→ What the task asks
Copy every one of the records below word for word, omitting the pictures from your copy.

[start]

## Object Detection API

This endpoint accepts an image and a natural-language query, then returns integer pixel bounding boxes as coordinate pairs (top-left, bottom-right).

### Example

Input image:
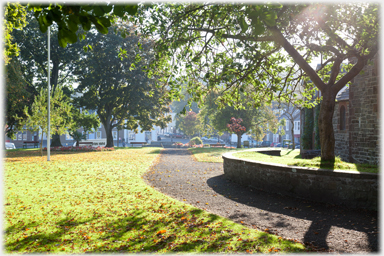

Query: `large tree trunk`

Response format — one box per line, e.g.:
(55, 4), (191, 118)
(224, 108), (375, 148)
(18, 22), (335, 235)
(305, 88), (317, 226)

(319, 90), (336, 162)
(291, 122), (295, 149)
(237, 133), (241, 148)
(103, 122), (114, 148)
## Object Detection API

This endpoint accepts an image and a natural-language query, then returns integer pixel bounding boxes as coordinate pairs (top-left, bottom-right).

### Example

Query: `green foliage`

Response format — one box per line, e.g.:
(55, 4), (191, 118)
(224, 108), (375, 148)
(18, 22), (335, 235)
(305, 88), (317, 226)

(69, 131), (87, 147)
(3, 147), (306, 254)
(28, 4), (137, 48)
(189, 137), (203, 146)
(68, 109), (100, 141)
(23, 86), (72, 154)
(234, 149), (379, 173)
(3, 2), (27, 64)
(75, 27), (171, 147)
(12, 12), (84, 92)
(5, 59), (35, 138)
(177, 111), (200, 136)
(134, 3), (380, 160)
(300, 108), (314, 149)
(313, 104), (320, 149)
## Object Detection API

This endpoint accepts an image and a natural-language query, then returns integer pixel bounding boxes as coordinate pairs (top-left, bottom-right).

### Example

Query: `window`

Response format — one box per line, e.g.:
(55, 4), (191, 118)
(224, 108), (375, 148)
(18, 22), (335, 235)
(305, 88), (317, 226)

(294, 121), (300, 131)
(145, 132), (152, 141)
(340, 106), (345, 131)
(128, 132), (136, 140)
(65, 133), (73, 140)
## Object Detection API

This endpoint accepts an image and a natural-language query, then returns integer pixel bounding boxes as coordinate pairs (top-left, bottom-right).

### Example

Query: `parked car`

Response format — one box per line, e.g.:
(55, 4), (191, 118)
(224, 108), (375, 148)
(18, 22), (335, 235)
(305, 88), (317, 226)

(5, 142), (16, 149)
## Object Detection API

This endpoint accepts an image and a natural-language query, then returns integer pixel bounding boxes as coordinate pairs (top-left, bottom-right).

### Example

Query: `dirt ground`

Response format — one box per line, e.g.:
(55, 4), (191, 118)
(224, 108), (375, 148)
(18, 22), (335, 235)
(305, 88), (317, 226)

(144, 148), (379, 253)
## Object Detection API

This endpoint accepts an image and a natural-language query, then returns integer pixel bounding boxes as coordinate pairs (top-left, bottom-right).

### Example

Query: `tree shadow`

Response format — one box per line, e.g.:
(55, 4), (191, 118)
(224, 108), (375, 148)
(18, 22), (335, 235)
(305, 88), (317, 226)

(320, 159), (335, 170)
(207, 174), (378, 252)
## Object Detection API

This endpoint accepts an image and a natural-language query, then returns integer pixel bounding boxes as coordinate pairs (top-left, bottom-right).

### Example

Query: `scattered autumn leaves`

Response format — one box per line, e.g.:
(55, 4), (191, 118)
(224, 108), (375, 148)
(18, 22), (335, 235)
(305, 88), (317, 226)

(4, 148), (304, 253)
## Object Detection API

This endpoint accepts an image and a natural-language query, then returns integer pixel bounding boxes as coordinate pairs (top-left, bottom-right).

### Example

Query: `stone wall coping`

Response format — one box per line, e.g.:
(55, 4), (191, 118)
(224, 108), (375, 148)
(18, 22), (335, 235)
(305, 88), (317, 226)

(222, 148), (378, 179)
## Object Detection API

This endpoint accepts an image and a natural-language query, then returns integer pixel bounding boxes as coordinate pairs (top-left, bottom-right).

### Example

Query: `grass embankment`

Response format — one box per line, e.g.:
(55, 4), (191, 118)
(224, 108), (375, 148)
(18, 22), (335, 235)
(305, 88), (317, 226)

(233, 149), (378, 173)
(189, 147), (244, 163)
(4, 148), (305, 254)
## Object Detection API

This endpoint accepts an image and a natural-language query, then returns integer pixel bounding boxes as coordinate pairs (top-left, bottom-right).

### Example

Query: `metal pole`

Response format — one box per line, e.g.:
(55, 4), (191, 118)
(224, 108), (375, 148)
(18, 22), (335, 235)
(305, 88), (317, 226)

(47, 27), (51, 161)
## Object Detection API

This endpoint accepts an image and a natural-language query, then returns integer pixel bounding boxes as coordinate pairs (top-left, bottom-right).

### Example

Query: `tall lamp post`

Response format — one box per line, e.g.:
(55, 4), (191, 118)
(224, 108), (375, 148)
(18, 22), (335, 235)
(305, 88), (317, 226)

[end]

→ Response to the task
## Object Detection API

This endpoint accepts an image and a natural-language query, then returns integer pixel bounding boxes as coordinate pairs (top-left, bottom-right).

### Example

Input image:

Query: `large tree trunk`

Response format — one box per line, e.g.:
(55, 4), (191, 118)
(224, 108), (375, 148)
(18, 22), (335, 235)
(305, 88), (317, 226)

(319, 90), (336, 162)
(291, 122), (295, 149)
(237, 133), (241, 148)
(103, 122), (114, 148)
## Object Detection API

This endpoint accepts an image and a natural-language query, then returns integer pixel bounding boxes as coordinate pairs (top-left, bottom-right).

### Example

Query: `green foliage`

Response format — one box per line, e.g.:
(55, 4), (191, 118)
(224, 108), (375, 148)
(18, 22), (335, 235)
(305, 88), (317, 226)

(69, 131), (87, 147)
(3, 147), (306, 254)
(28, 4), (137, 48)
(189, 137), (203, 146)
(68, 109), (100, 141)
(23, 86), (72, 154)
(234, 149), (379, 173)
(3, 2), (27, 64)
(75, 27), (171, 147)
(12, 12), (84, 92)
(5, 59), (35, 138)
(177, 111), (200, 136)
(134, 3), (380, 160)
(300, 108), (314, 149)
(313, 104), (320, 149)
## Object Detection API

This endpoint accepts an image and a natural-language query, then returns integer pixel bounding boxes as coordinate pairs (top-left, bottom-right).

### Example

Query: `window`

Response format — one box per line, e.g.:
(55, 4), (191, 118)
(224, 108), (375, 148)
(18, 22), (335, 235)
(305, 88), (317, 226)

(294, 121), (300, 131)
(145, 132), (152, 141)
(340, 106), (345, 131)
(128, 132), (136, 140)
(65, 133), (73, 140)
## Object Detection API

This endpoint accepts an image and a natural-language query, then returns integer pixel bounding boxes as coordinate pairs (top-left, bottom-right).

### Example

Query: `parked car`

Response format — one box per line, e.g.:
(55, 4), (191, 118)
(224, 108), (375, 148)
(18, 22), (335, 235)
(305, 88), (317, 226)

(5, 142), (16, 149)
## Object Detection API

This endpoint accepts an image and a natural-language query, then returns integer pixel bounding boxes as coordinate pairs (top-left, bottom-right).

### Example

Query: `dirt ground`

Response format — one box per line, e.g.:
(55, 4), (191, 118)
(224, 108), (375, 148)
(18, 22), (335, 235)
(305, 88), (317, 226)

(144, 148), (379, 253)
## Object Detection API

This endpoint accepts an image and a natural-language query, then returns integer pixel bounding boxes as coordinate pairs (top-left, bottom-right).

### Example

Query: `tree shadow`

Response format — one box per line, e.g.:
(55, 4), (191, 118)
(224, 108), (375, 148)
(18, 22), (335, 235)
(305, 88), (317, 226)

(320, 159), (335, 170)
(207, 174), (378, 252)
## Object Detection API

This endpoint accepts an image and a natural-language query, then returns integer pixel bounding boxes as coordinate pairs (top-left, bottom-right).

### Example

Query: `scattered autumn leaves`

Response format — one box per line, e.g.:
(55, 4), (191, 118)
(224, 108), (375, 148)
(18, 22), (335, 235)
(305, 88), (317, 226)

(4, 148), (304, 253)
## Object Detection API

This endpoint accepts an image and a natural-language query, then returns integer pixel bounding boxes as coordinate pairs (top-left, bottom-right).

### Example

Query: `stone wall coping`

Response format — one box per line, e.g.:
(55, 4), (191, 118)
(224, 108), (375, 148)
(18, 22), (335, 235)
(305, 88), (317, 226)

(222, 148), (378, 179)
## Object Detection API

This endpoint accepts an image and a natural-language query, then returns integer pixel bounding boxes as coordinate pairs (top-left, bottom-right).

### Example

Query: `grass embankment`

Response format — one box per line, e.g.:
(55, 4), (191, 118)
(224, 108), (375, 148)
(18, 22), (335, 235)
(305, 88), (317, 226)

(233, 149), (378, 173)
(189, 147), (244, 163)
(4, 148), (305, 254)
## Object Detection API

This endpoint accepts an image and a natural-language query, then returns integer pixel bounding boxes as coordinate pairs (top-left, bottom-right).

### Example

Query: `metal pole`

Response format — one box per line, e.g.:
(55, 4), (191, 118)
(224, 108), (375, 148)
(18, 22), (335, 235)
(305, 88), (317, 226)

(47, 27), (51, 161)
## Object Detection API

This endpoint accepts an image and a natural-language query, then returns integer pixel bounding boxes as coordinate pairs (top-left, bottom-right).

### Example

Query: `tall lamp post`

Response format — one box per line, e.g.:
(55, 4), (191, 118)
(224, 108), (375, 148)
(18, 22), (335, 235)
(305, 88), (317, 226)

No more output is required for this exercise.